> _PROBLEMS AND TASKS_
1. From the seccomp patch thread, list the kernel-mode syscall helpers into which the trapped task dispatches under the v2 model.
2. Quote the stretch of the seccomp patch thread from "Date: Tue May" through "does not scale.".

Re: [RFC PATCH v2 0/3] seccomp: SECCOMP_IOCTL_NOTIF_INJECT for race-free unotify

From: Andy Lutomirski

Date: Tue May 26 2026 - 15:03:50 EST

On Thu, May 14, 2026 at 9:27 PM Cong Wang <xiyou.wangcong@xxxxxxxxx> wrote:
>
> From: Cong Wang <cwang@xxxxxxxxxxxxxx>
>
> This is a complete rework of v1 (PIN_ARGS), reshaped to address the
> review feedback that having every syscall-arg fetch site consult a
> per-task pin pointer is cross-cutting awareness that does not scale.
>
> v1 thread:
> https://lore.kernel.org/lkml/20260504011207.539408-1-xiyou.wangcong@xxxxxxxxx
>
> ## Changes since v1

Here are some thoughts:

>
> v2 inverts the model. The supervisor no longer pins args for a
> resumed syscall body to consume; it describes a substitute syscall
> (nr + args[6]) whose pointer-shaped args are encoded as byte offsets
> into a kernel-side buffer. On SECCOMP_USER_NOTIF_FLAG_INJECTED, the
> trapped task wakes inside seccomp_do_user_notification(), dispatches
> into a kernel-mode syscall helper (filp_open / kernel_bind /
> kernel_write for v1), and the helper's return value becomes the
> trapped syscall's return value. The trapped task's user mm is never
> re-read for the substituted syscall.

This sounds like it could be done well or it could be done poorly.
Doing it poorly sounds like it would resemble set_fs(), and set_fs()
was awful. Please don't reintroduce it or anything like it.

Doing it well sounds like introducing a bunch of new entrypoints. In
some sense this seems like a nice plan, except that essentially every
syscall doesn't work like that. So getting any sort of decent
coverage could involve extensive kernel changes and might involve
adding lots of new entrypoints that are only used for this new system,
which isn't great.

> The full motivation, including the threat model (adversarial AI
> agents in the same address space) and the concrete user (Sandlock,
> https://github.com/multikernel/sandlock), is in the v1 cover letter
> above.

Whoa there. "adversarial AI agents" aren't a threat model that makes
sense in this context. I think you mean "multiple tasks, all running
untrusted code, potentially sharing an address space".

But here are some other thoughts:

> v1 injectable-syscall whitelist:
>
> - openat (filp_open + fd_install)
> - bind (sockfd_lookup + kernel_bind)
> - write (kernel_write)

> _DATASET SECTION_
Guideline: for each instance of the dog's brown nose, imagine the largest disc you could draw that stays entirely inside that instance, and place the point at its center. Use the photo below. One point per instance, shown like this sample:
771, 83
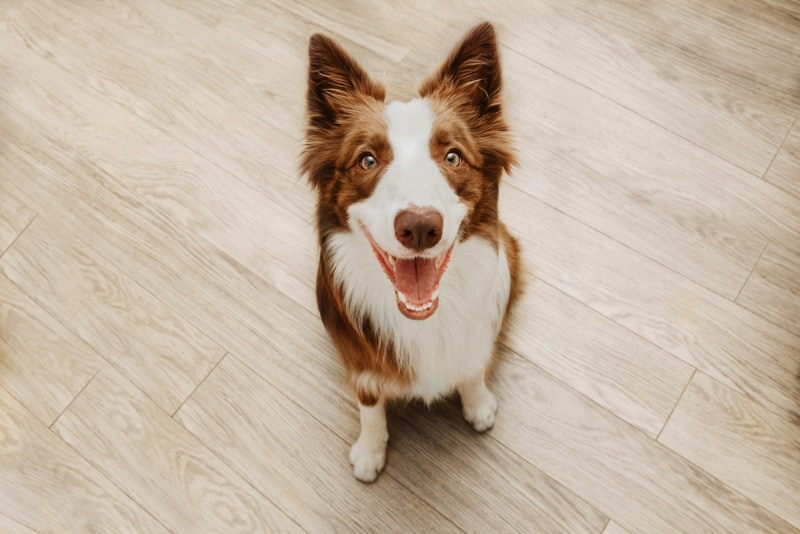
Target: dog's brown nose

> _RESULTS FOR THE EXERCISE_
1. filp_open, kernel_bind, kernel_write

2.
Date: Tue May 26 2026 - 15:03:50 EST

On Thu, May 14, 2026 at 9:27 PM Cong Wang <xiyou.wangcong@xxxxxxxxx> wrote:
>
> From: Cong Wang <cwang@xxxxxxxxxxxxxx>
>
> This is a complete rework of v1 (PIN_ARGS), reshaped to address the
> review feedback that having every syscall-arg fetch site consult a
> per-task pin pointer is cross-cutting awareness that does not scale.